Restate the listing below exactly, images excluded.

———

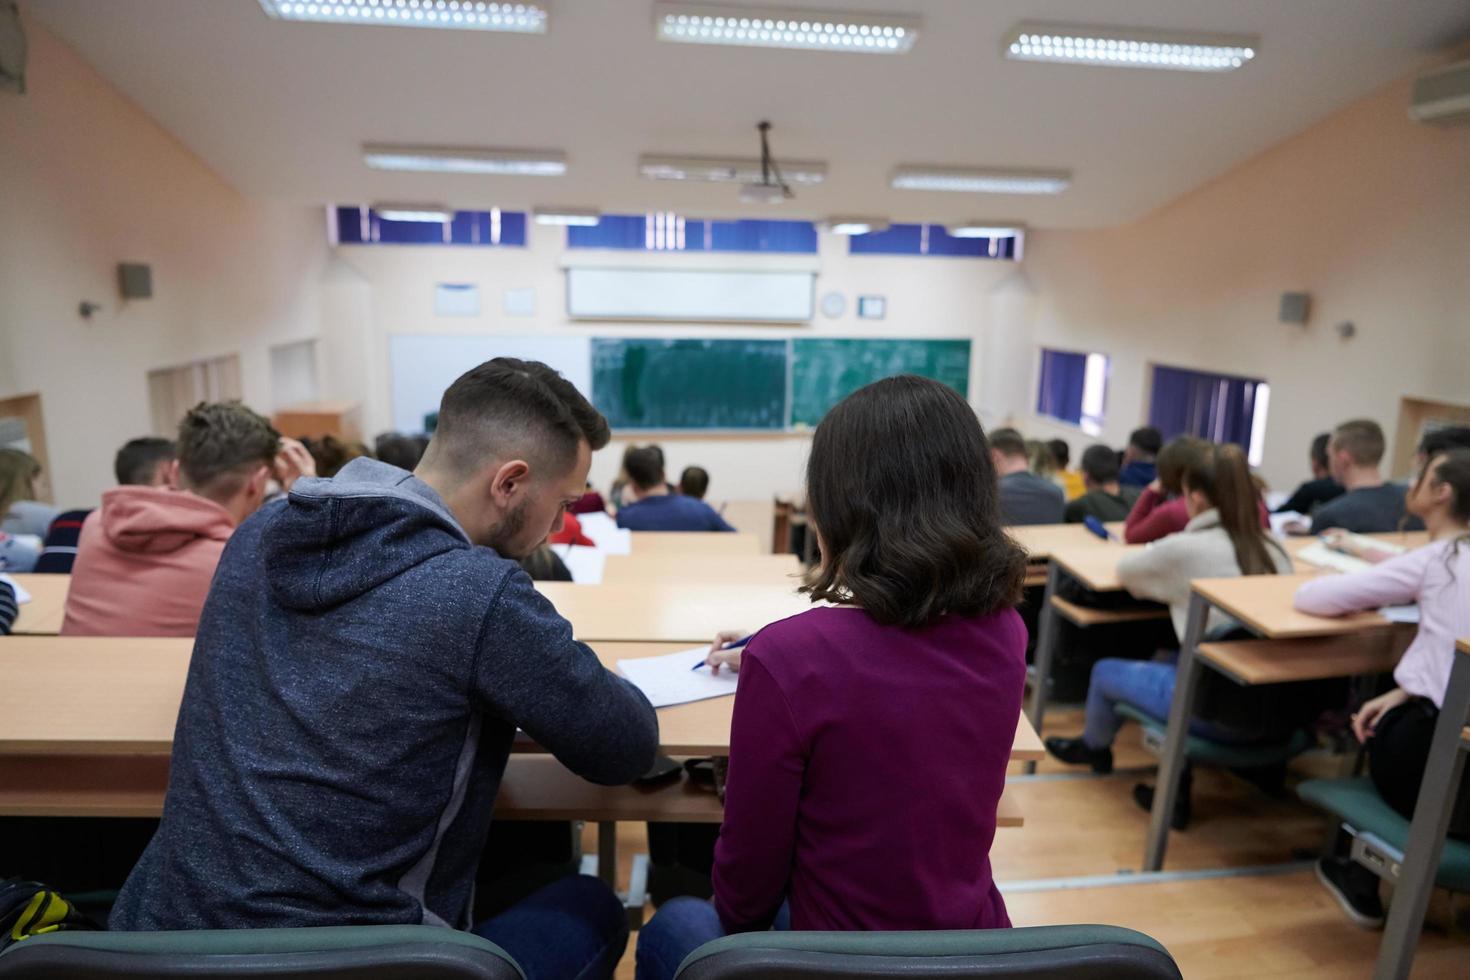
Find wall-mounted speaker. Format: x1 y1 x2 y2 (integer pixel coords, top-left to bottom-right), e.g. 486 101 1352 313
1279 291 1311 324
118 263 153 299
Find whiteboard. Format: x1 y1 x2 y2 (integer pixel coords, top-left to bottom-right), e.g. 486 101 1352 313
566 267 814 322
388 335 592 434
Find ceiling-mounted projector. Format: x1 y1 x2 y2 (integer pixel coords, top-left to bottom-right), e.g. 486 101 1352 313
741 120 793 204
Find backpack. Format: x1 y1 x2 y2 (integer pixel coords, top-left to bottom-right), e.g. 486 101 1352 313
0 879 100 953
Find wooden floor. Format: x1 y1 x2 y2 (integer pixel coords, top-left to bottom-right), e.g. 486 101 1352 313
599 707 1468 979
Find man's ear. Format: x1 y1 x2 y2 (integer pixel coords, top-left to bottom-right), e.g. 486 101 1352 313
248 464 271 500
166 459 182 490
489 459 532 505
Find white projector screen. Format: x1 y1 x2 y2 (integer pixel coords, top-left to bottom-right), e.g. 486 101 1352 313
565 267 815 322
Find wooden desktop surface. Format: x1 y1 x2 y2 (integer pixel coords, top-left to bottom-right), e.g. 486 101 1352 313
1190 574 1392 639
601 553 802 585
8 573 69 636
1006 524 1111 561
1051 543 1146 593
1197 630 1412 686
1281 529 1429 561
535 580 813 643
629 533 761 556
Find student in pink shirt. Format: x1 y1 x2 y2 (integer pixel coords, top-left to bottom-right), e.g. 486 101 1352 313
634 376 1030 980
1125 435 1270 543
1294 448 1470 928
62 403 314 637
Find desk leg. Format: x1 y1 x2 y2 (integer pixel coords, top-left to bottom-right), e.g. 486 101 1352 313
597 821 617 889
1025 562 1062 775
1373 654 1470 980
1142 591 1209 872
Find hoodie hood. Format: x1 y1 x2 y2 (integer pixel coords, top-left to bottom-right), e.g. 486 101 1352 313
261 457 472 612
100 486 235 555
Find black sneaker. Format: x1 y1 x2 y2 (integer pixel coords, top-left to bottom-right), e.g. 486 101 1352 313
1132 767 1193 830
1044 736 1113 774
1314 856 1385 929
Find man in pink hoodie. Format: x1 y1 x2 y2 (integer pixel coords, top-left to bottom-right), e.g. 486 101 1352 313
62 402 313 637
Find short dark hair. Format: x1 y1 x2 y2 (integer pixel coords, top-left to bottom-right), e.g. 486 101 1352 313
375 432 427 472
1080 444 1120 484
624 447 665 491
306 435 369 478
426 358 610 477
1332 419 1385 467
176 402 280 501
1310 433 1331 470
679 465 710 499
988 428 1028 459
1422 448 1470 523
114 437 176 485
1129 427 1163 457
1419 426 1470 459
1047 438 1071 470
803 375 1027 628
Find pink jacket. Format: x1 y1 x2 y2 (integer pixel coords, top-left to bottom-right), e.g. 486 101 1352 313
61 486 235 637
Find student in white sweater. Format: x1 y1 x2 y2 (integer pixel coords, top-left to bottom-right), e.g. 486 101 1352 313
1293 448 1470 928
1046 443 1293 781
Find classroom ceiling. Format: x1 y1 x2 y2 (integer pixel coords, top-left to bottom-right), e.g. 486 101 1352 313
26 0 1470 229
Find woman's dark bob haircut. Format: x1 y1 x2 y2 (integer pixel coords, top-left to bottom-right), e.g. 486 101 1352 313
802 375 1028 628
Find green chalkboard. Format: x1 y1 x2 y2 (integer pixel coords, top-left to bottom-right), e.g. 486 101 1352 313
592 338 788 430
790 338 972 428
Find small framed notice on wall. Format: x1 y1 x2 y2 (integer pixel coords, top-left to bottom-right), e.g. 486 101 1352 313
857 295 886 320
435 283 480 317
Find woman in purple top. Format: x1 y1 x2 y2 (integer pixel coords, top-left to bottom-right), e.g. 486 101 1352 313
634 376 1030 980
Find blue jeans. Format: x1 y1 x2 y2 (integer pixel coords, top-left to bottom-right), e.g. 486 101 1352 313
473 874 628 980
635 898 791 980
1081 657 1254 750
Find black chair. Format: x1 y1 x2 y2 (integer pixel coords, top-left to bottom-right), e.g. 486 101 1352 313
0 924 524 980
674 925 1183 979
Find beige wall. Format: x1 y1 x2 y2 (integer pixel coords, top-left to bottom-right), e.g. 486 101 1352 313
0 18 328 507
1018 61 1470 490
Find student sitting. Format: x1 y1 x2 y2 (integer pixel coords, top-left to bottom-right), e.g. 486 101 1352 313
0 449 58 571
991 428 1064 526
0 577 16 635
1276 432 1344 515
1064 445 1142 524
1046 444 1292 820
617 448 734 532
548 509 596 547
109 358 656 980
373 431 428 472
679 465 710 500
635 376 1028 980
62 402 312 637
36 437 177 574
1309 419 1422 534
1295 448 1470 927
1049 438 1086 501
1118 427 1163 488
305 435 371 478
1410 425 1470 476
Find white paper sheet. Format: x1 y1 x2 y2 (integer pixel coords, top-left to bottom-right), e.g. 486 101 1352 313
1269 511 1306 537
1379 604 1421 624
1295 541 1374 574
0 573 31 603
551 544 606 585
576 512 632 555
618 646 739 709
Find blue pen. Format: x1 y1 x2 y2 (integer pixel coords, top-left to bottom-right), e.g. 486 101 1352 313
691 635 753 670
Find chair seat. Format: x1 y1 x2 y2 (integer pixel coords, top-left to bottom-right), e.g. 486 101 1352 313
0 924 524 980
1298 777 1470 892
1114 703 1313 768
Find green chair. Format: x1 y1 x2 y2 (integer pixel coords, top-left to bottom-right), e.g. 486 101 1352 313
1298 777 1470 892
674 926 1183 979
1115 703 1315 771
0 924 524 979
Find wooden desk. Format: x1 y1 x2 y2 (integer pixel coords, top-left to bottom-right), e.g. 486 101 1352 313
1373 637 1470 979
629 533 761 556
601 554 802 586
1281 530 1430 563
1142 575 1407 873
8 573 69 636
1006 524 1111 561
716 501 775 553
536 581 812 643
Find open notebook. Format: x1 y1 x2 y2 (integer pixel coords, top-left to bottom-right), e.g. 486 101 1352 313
1295 534 1408 574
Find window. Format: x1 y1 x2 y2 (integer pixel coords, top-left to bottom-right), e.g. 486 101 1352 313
1148 364 1271 466
848 223 1021 259
566 214 817 253
1036 348 1109 435
331 206 527 247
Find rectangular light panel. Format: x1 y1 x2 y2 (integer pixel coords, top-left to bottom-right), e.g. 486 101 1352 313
654 3 918 54
363 144 567 176
258 0 549 33
639 154 827 185
1003 21 1257 72
892 167 1071 195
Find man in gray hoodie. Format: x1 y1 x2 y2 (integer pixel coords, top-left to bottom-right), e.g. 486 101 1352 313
111 359 660 980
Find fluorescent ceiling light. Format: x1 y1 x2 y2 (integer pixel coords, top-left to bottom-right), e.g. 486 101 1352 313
534 207 601 226
258 0 549 33
949 221 1026 239
363 144 566 176
639 154 827 186
892 166 1071 195
1002 21 1257 73
373 203 451 222
822 217 888 235
654 3 918 54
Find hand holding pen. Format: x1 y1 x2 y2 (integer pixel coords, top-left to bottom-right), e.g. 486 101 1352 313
693 630 751 674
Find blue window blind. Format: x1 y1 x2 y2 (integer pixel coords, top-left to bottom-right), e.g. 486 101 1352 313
848 223 1019 259
333 206 527 247
1149 365 1270 461
566 214 817 253
1036 348 1109 435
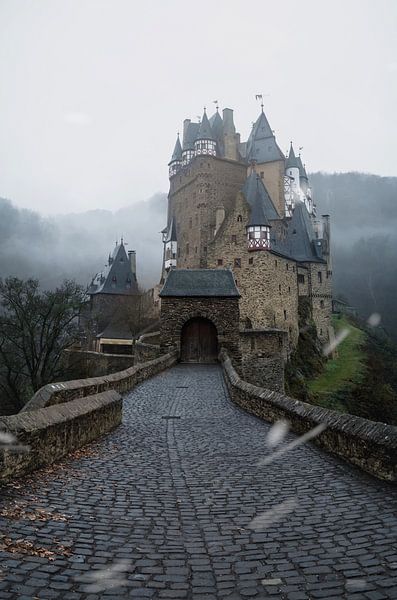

———

[SOLUTION BELOW]:
Find wall-mounted speaker. Format: x1 y1 x2 y2 (integer pixel coords, top-left to bottom-right), e.g. 486 101 1352 313
1279 291 1311 324
118 263 153 299
Find whiteboard. Format: x1 y1 x2 y2 (integer pixel coords, top-left to bottom-right), e.g. 486 101 1352 313
566 267 814 322
388 335 592 434
Find ceiling-mounted projector. Format: x1 y1 x2 y2 (integer pixel coords, top-left to bottom-right), e.g. 486 101 1352 313
741 120 793 204
Find backpack. Format: x1 y1 x2 y2 (integer pixel coords, top-left to bottom-right), e.g. 486 101 1352 313
0 879 100 953
Find wooden floor. Format: x1 y1 x2 y2 (integer pixel coords, top-left to bottom-right), e.g. 486 101 1352 313
599 707 1468 979
Find man's ear. Format: x1 y1 x2 y2 (integer pixel coords, top-left to bottom-right), e.g. 486 101 1352 313
248 464 271 500
166 459 182 490
489 459 532 505
Find white projector screen. Format: x1 y1 x2 y2 (integer pixel coords, top-left to bottom-right), e.g. 486 101 1352 313
565 267 815 322
Find wooden desktop surface. Format: x1 y1 x2 y2 (integer pixel coords, top-left to bottom-right), e.g. 486 101 1352 313
1190 574 1392 639
601 553 802 585
8 573 69 636
1006 524 1111 561
1051 543 1146 593
1197 630 1412 686
1281 529 1429 561
535 580 813 643
629 533 761 556
Find student in pink shirt. Format: x1 y1 x2 y2 (integer pixel coords, top-left to bottom-right), e.g. 486 101 1352 313
634 376 1030 980
1125 435 1270 543
1294 448 1470 928
62 403 314 637
Find desk leg. Format: x1 y1 x2 y2 (integer pixel coords, top-left to bottom-right), e.g. 486 101 1352 313
597 821 617 889
1025 562 1062 775
1373 654 1470 980
1142 591 1209 872
Find hoodie hood. Format: x1 y1 x2 y2 (integer pixel coords, top-left to bottom-right), e.g. 486 101 1352 313
261 457 472 612
100 486 235 555
Find black sneaker. Format: x1 y1 x2 y2 (integer pixel coords, top-left to bottom-right), e.g. 486 101 1352 313
1132 767 1193 830
1044 736 1113 774
1314 856 1385 929
Find man in pink hoodie. Format: x1 y1 x2 y2 (integer pixel coords, top-left to bottom-right), e.g. 486 101 1352 313
62 402 313 637
Find short dark hair. Format: x1 y1 x2 y2 (integer pixel coords, top-left to bottom-right), e.g. 486 101 1352 313
375 432 427 472
1080 444 1120 484
624 447 665 491
306 435 369 478
426 358 610 477
1332 419 1385 467
176 402 280 501
1310 433 1331 470
679 465 710 499
988 428 1028 459
1422 448 1470 523
114 437 176 485
1129 427 1163 457
1419 426 1470 459
1047 438 1071 470
803 375 1027 628
Find pink jacket. Format: x1 y1 x2 y2 (integer pixel coords, top-left to bottom-right), e.g. 486 101 1352 313
61 486 235 637
Find student in white sweater. Format: x1 y1 x2 y2 (integer pixel coords, top-left to bottom-right), e.g. 486 101 1352 313
1293 448 1470 928
1046 443 1293 781
Find classroom ceiling. Format: x1 y1 x2 y2 (integer pixel coords, top-left to bottom-right), e.g. 486 101 1352 313
26 0 1470 229
Find woman's dark bob haircut. Format: x1 y1 x2 y2 (integer pixel coords, top-left to bottom-right), e.g. 486 101 1352 313
802 375 1028 628
Find green chalkboard. Format: x1 y1 x2 y2 (integer pixel coords, top-left to bottom-right), e.g. 486 101 1352 313
592 338 788 430
790 338 972 428
Find small framed notice on wall. Format: x1 y1 x2 y2 (integer pixel coords, top-left to bottom-right), e.g. 486 101 1352 313
857 295 886 320
435 283 480 317
Find woman in purple top. Format: x1 y1 x2 y2 (integer pixel coords, top-left to bottom-right), e.g. 486 101 1352 313
634 376 1030 980
Find blue jeans. Format: x1 y1 x2 y2 (integer pixel coords, top-left to bottom-right), e.g. 486 101 1352 313
473 874 628 980
635 898 791 980
1081 657 1254 750
Find black chair. Format: x1 y1 x2 y2 (integer pixel coords, top-left to bottom-right), e.g. 486 101 1352 313
0 924 524 980
674 925 1183 979
Find beige wall. Format: x1 y1 x2 y2 (integer pixel coords, top-left to bottom-right), e.g. 486 101 1352 313
0 18 328 507
1018 61 1470 490
Find student sitting. Format: x1 y1 x2 y2 (integer pixel coords, top-left to bottom-right), e.g. 486 101 1352 313
0 449 58 571
991 428 1064 526
0 577 16 635
1276 432 1344 515
1064 445 1142 524
1046 444 1292 820
617 448 734 532
548 509 596 547
109 358 656 980
373 431 428 472
679 465 710 500
635 376 1028 980
62 402 312 637
36 437 177 574
1309 419 1422 534
1295 448 1470 927
1049 438 1086 501
1118 427 1163 488
305 435 371 478
1410 425 1470 476
Find white paper sheet. Format: x1 y1 x2 y2 (integer pixel coords, top-left to bottom-right), e.g. 486 101 1352 313
1269 511 1306 537
1379 604 1421 624
1295 541 1374 574
0 573 31 603
551 544 606 585
576 512 632 555
618 646 739 709
Find blue pen. Format: x1 y1 x2 y2 (integer pixel coords, top-left to bottom-right), e.g. 486 101 1352 313
691 635 753 670
Find chair seat. Format: x1 y1 x2 y2 (integer pixel coords, top-left to bottom-right), e.g. 486 101 1352 313
0 924 524 980
1298 777 1470 892
1114 703 1313 768
Find green chair. Format: x1 y1 x2 y2 (integer pixel coords, top-left to bottom-right), e.g. 486 101 1352 313
1298 777 1470 892
674 926 1183 979
1115 703 1315 771
0 924 524 979
Find wooden desk. Format: x1 y1 x2 y2 (integer pixel coords, top-left to bottom-right), e.g. 486 101 1352 313
1373 637 1470 979
629 533 761 556
601 554 802 586
1281 530 1430 563
1142 575 1407 873
8 573 69 636
1006 524 1111 561
716 501 775 553
536 581 812 643
Find open notebook. Format: x1 y1 x2 y2 (integer pixel coords, top-left to bottom-right), e.g. 486 101 1352 313
1295 534 1408 574
Find window. Format: x1 y1 x2 y2 (integer pixel coords, top-left to bottom-right), e.g. 486 101 1352 313
1148 364 1271 466
848 223 1021 259
566 214 817 253
1036 348 1109 435
331 206 527 247
Find rectangular light panel. Format: x1 y1 x2 y2 (integer pixel coords, top-left to bottom-right), e.g. 486 101 1352 313
654 3 918 54
363 144 567 176
258 0 549 33
639 154 827 185
1003 21 1257 72
892 167 1071 195
Find man in gray hoodie. Format: x1 y1 x2 y2 (integer pixel coords, top-left to bottom-right), e.g. 486 101 1352 313
111 359 660 980
Find fluorescent ceiling light. Format: x1 y1 x2 y2 (integer pixel coords, top-left to bottom-right), e.g. 486 101 1352 313
534 207 601 226
258 0 549 33
949 221 1026 239
363 144 566 176
639 154 827 186
892 166 1071 195
1002 21 1257 73
373 203 451 222
822 217 888 235
654 3 918 54
Find hand holding pen. Format: x1 y1 x2 y2 (integer pixel coords, top-left to bottom-right), e.g. 486 101 1352 313
693 630 751 674
Find blue window blind. Format: x1 y1 x2 y2 (integer pixel coords, top-left to bottom-right), e.g. 486 101 1352 313
848 223 1019 259
333 206 527 247
1149 365 1270 461
566 214 817 253
1036 348 1109 435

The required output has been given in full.